Directions
Nothing but the exact text of the entries should appear in your answer; pictures stay out.

Material for the task
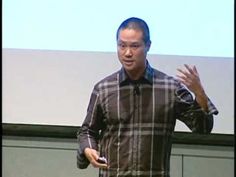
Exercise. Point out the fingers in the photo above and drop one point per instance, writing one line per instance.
(92, 156)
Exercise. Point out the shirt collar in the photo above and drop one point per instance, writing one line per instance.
(147, 77)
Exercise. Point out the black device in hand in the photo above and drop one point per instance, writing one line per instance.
(102, 160)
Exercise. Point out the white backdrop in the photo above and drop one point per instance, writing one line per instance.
(53, 87)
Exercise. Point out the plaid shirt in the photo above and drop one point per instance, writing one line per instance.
(132, 123)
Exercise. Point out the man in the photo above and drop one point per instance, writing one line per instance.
(132, 113)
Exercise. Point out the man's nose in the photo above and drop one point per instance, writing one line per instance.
(128, 52)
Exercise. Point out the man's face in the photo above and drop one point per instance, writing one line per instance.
(132, 50)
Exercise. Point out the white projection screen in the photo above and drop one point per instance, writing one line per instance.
(55, 52)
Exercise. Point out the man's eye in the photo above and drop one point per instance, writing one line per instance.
(135, 46)
(121, 45)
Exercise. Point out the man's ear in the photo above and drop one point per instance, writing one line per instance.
(148, 45)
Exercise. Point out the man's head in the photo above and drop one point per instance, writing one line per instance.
(135, 24)
(133, 43)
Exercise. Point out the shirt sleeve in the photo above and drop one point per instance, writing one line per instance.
(188, 111)
(88, 135)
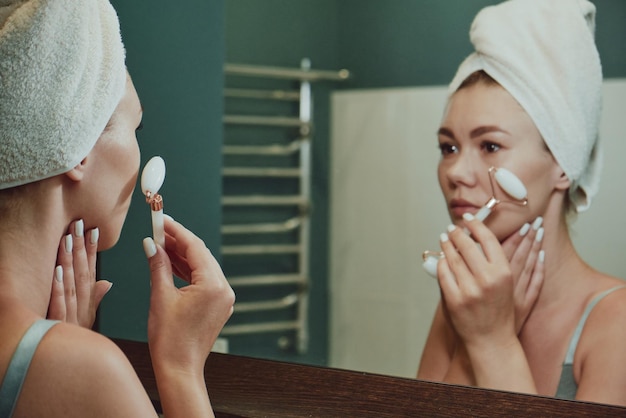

Reply to the exercise
Exercise. Point out the fingers in the photo above and drop one point per instance, writing one line per instance.
(92, 156)
Exercise. Point out the shirt collar in the photo above and drop one point per instance, writing one line per instance.
(147, 77)
Exercise. Point out the black device in hand in the photo above and drop one point per instance, writing one line per instance.
(102, 160)
Exercise. Point out the white backdrop in the photo above and drop one point per instance, writing one line per instance.
(53, 87)
Exercise. Point out the plaid shirt in the photo above and drop one point per instance, writing one line per instance.
(132, 123)
Exercise. Point out the man in the photo above and drop one point per instance, writing one line per instance.
(132, 113)
Exercise. Point out the man's nose in the photo above and drop one point per instance, writing one line per instance.
(128, 52)
Exercise. Point out the man's face in the photo above and drop one point per instance, writing one line per instance.
(132, 50)
Exercise. Point out the white projection screen in the photo above and drop one point per instance, writing one line per instance.
(55, 52)
Exercise. Point out the man's eye in the photo above and drop one point per instance, writing one line per instance.
(135, 46)
(121, 45)
Exercise. Point out the man's ear in the photo above and drop one point per instance, writing one line per instance.
(148, 45)
Exercise. Point out the man's head in the photo above and drop one point per instance, writing one line per instance.
(135, 24)
(133, 43)
Exercise. Point out the shirt sleeve in the photo above and drop one point per instance, writing one line per instance.
(188, 111)
(88, 135)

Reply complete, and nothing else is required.